Labeled outline entries
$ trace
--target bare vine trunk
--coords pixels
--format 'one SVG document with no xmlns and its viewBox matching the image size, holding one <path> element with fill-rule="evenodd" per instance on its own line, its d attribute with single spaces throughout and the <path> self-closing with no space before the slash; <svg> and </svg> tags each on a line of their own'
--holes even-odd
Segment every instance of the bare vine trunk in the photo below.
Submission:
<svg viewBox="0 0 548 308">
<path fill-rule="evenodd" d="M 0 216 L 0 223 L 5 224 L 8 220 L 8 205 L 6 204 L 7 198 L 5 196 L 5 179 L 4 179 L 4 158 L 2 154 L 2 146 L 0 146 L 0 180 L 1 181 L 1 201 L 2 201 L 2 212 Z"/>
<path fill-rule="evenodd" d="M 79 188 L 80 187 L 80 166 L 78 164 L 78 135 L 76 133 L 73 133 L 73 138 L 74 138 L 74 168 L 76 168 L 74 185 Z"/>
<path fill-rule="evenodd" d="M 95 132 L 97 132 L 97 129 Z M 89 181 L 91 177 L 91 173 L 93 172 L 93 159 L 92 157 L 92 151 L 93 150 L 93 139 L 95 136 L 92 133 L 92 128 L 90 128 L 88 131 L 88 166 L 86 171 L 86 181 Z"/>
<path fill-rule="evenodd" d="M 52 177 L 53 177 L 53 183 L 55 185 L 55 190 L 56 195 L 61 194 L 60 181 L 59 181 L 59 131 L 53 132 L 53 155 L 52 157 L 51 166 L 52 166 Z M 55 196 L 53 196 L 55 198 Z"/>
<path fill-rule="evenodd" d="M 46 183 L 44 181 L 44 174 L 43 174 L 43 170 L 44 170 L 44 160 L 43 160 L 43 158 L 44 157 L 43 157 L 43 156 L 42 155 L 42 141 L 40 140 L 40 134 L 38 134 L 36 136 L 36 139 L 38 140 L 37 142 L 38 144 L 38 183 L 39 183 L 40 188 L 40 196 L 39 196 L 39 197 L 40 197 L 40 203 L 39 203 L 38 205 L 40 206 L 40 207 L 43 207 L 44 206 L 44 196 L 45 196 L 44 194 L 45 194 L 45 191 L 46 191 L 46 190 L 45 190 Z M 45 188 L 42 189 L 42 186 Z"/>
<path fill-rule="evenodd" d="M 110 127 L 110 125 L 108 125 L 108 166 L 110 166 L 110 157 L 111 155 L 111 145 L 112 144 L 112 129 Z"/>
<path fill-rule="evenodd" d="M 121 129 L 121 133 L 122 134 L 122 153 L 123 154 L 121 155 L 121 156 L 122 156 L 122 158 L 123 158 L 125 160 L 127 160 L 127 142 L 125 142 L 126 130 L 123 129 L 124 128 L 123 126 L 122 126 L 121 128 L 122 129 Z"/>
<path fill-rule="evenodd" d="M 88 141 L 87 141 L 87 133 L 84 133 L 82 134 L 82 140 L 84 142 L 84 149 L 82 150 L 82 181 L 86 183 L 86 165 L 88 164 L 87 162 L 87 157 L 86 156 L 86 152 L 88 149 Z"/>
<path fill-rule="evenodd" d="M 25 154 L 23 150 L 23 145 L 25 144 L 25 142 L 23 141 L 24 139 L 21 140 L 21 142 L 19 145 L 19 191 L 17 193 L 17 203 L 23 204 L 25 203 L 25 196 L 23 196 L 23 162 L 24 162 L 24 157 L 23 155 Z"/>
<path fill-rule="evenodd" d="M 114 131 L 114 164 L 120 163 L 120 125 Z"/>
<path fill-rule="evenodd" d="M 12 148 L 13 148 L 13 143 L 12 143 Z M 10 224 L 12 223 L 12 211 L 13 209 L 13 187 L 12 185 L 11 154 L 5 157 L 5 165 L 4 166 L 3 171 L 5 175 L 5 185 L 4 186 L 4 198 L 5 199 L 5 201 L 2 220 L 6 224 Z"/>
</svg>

▸ What needs to be done: Reproduce every line of the items above verbatim, character for character.

▸ Output for this task:
$ trace
--target bare vine trunk
--coords pixels
--format 'one SVG document with no xmlns and its viewBox matching the image size, holding one <path> element with fill-rule="evenodd" per instance on its own line, its d attribute with single spaces throughout and the <path> self-closing with no space before the slash; <svg> and </svg> tags each on a line of their own'
--holes even-odd
Segment every instance of the bare vine trunk in the photo below.
Submission:
<svg viewBox="0 0 548 308">
<path fill-rule="evenodd" d="M 0 216 L 0 223 L 5 224 L 8 220 L 8 205 L 6 204 L 7 198 L 5 196 L 5 179 L 4 179 L 4 158 L 2 154 L 2 146 L 0 146 L 0 180 L 1 181 L 1 201 L 2 201 L 2 212 Z"/>
<path fill-rule="evenodd" d="M 79 188 L 80 187 L 80 166 L 78 164 L 78 135 L 76 133 L 73 133 L 73 138 L 74 138 L 74 168 L 76 168 L 74 185 Z"/>
<path fill-rule="evenodd" d="M 95 132 L 97 132 L 97 129 Z M 89 181 L 91 177 L 91 173 L 93 172 L 93 159 L 92 157 L 92 151 L 93 150 L 93 139 L 95 136 L 92 133 L 92 128 L 90 128 L 88 131 L 88 166 L 86 171 L 86 181 Z"/>
<path fill-rule="evenodd" d="M 52 177 L 53 177 L 53 183 L 55 185 L 55 190 L 56 195 L 61 194 L 60 181 L 59 181 L 59 131 L 53 132 L 53 155 L 52 157 L 51 166 L 52 166 Z M 55 196 L 53 196 L 55 198 Z"/>
<path fill-rule="evenodd" d="M 46 183 L 44 181 L 44 174 L 43 174 L 43 170 L 44 170 L 44 160 L 43 160 L 43 158 L 44 157 L 43 157 L 43 156 L 42 155 L 42 141 L 40 140 L 40 134 L 38 134 L 36 136 L 36 139 L 38 140 L 37 142 L 38 144 L 38 183 L 39 183 L 40 188 L 40 196 L 39 196 L 39 197 L 40 197 L 40 203 L 39 203 L 38 205 L 40 206 L 40 207 L 43 207 L 44 206 L 44 196 L 45 196 L 44 194 L 45 194 L 45 191 L 46 191 L 46 190 L 45 190 Z M 45 188 L 42 189 L 42 186 Z"/>
<path fill-rule="evenodd" d="M 110 127 L 110 125 L 108 125 L 108 166 L 110 166 L 110 157 L 111 155 L 111 145 L 112 144 L 112 129 Z"/>
<path fill-rule="evenodd" d="M 121 129 L 121 133 L 122 134 L 122 153 L 123 154 L 121 155 L 121 156 L 122 156 L 122 158 L 123 158 L 125 160 L 127 160 L 127 142 L 125 142 L 126 130 L 123 129 L 124 128 L 123 126 L 122 126 L 121 128 L 122 129 Z"/>
<path fill-rule="evenodd" d="M 88 141 L 87 141 L 87 133 L 84 133 L 82 134 L 82 140 L 84 142 L 84 149 L 82 150 L 82 181 L 86 183 L 86 165 L 88 164 L 87 162 L 87 157 L 86 156 L 86 152 L 88 149 Z"/>
<path fill-rule="evenodd" d="M 25 154 L 23 150 L 23 145 L 25 144 L 25 142 L 23 141 L 24 139 L 21 140 L 21 142 L 19 145 L 19 191 L 17 193 L 17 203 L 23 204 L 25 203 L 25 196 L 23 196 L 23 162 L 24 162 L 24 157 L 23 155 Z"/>
<path fill-rule="evenodd" d="M 114 131 L 114 164 L 120 163 L 120 125 Z"/>
<path fill-rule="evenodd" d="M 12 148 L 13 148 L 13 143 L 12 143 Z M 10 224 L 12 223 L 12 211 L 13 209 L 13 187 L 12 185 L 11 154 L 5 157 L 5 165 L 4 166 L 3 171 L 5 175 L 5 185 L 4 186 L 4 198 L 5 199 L 5 201 L 2 220 L 6 224 Z"/>
</svg>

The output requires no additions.